Referring expression data:
'''
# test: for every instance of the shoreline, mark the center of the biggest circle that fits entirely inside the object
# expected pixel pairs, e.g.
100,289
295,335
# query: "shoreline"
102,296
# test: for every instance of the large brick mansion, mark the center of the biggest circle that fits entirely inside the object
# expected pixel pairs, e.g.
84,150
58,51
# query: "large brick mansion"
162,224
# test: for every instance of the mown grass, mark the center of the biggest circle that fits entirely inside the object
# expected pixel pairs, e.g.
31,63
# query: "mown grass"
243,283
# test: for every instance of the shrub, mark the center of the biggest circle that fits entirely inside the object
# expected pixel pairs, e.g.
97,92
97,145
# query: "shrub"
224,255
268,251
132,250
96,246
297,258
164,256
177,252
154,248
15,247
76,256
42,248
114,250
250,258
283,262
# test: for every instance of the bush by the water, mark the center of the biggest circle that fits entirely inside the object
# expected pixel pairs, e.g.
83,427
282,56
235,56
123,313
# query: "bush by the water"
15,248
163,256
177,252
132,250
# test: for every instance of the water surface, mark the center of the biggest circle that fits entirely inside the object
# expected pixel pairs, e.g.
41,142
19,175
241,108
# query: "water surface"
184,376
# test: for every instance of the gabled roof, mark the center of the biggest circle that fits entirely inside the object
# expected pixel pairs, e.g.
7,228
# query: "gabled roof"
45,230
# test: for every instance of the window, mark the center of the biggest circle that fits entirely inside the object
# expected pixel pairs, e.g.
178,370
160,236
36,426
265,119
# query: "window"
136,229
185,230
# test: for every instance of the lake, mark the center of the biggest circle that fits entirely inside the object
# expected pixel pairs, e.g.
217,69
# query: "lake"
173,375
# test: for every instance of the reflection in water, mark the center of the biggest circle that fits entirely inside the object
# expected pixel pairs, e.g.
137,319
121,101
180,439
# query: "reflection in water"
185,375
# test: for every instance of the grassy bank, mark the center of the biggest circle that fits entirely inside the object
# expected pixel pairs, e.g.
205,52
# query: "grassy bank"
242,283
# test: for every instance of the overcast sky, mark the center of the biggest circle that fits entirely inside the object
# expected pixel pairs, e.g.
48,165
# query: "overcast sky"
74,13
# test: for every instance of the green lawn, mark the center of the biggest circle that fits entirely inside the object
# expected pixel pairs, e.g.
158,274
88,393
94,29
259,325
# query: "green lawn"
'''
_EXERCISE REQUIREMENTS_.
Retype every entry, keeping each character as it was.

_TASK OUTPUT_.
# test: for every instance of the shoreline, mark the center of the biggest circle that fits entirely inside the object
# expected pixel pairs, e.g.
100,289
295,335
# query: "shoreline"
102,296
# test: for every instance of the large brick mansion, mark the center of the biggest circle that fits entirely inside the object
# expected pixel pairs, e.g.
84,150
58,51
# query: "large brick mansion"
162,224
# test: for every instance of the mown grass, mark the center of the biggest circle that fits entirely inside the object
# expected pixel pairs, e.g.
31,63
# query: "mown grass"
243,283
# test: for every instance of the shrub, mark the center of the biggest circle that fits entirely inside the object
# expected pixel pairs, e.g.
97,92
97,145
# query: "shrub"
224,255
268,251
132,250
96,246
297,258
164,256
177,252
154,248
15,247
76,256
42,248
114,250
250,258
283,262
# test: for every instance of the bush by the water, mark the center of the biggest circle that fits entirely inside the object
# expected pixel pairs, e.g.
83,427
282,56
235,56
123,313
# query: "bush by the water"
15,248
163,256
177,252
132,250
# test: for every instance of the water surface, mark the center of the biggest circle that fits entirely inside the object
# expected pixel pairs, e.g.
41,142
19,175
241,108
# query: "water surface"
184,376
# test: for every instance of the gabled roof, mark the center of the biggest circle that fits entirely inside the object
# expected pixel pairs, e.g.
7,228
# query: "gabled roof"
45,230
# test: for every instance of the window, mark the center of the biggest circle that fits entirely inside the object
# expected pixel pairs, e.g.
178,370
160,236
36,426
265,119
# query: "window"
136,229
185,230
# test: for every instance of the lake, mark the center of the biggest circle that fits entirely inside the object
# expected pixel pairs, e.g.
217,69
# query: "lake"
173,375
# test: for every instance of the reflection in water, mark the center of the biggest circle that fits entirely inside the object
# expected pixel pairs, e.g.
137,319
121,101
180,439
# query: "reflection in water"
185,375
# test: for every instance of the grassy bank, mark the center of the biggest circle that fits entirely inside the object
# expected pixel pairs, e.g.
205,52
# query: "grassy bank"
242,283
# test: for every instance of the overcast sky, mark the center of the biggest circle that fits entirely inside the object
# expected pixel pairs, e.g.
48,165
# query: "overcast sky"
74,13
# test: for every instance of the green lawn, mark the center of the biggest circle that fits entirely inside the object
# expected pixel pairs, e.g.
158,274
88,393
94,29
259,325
# query: "green lawn"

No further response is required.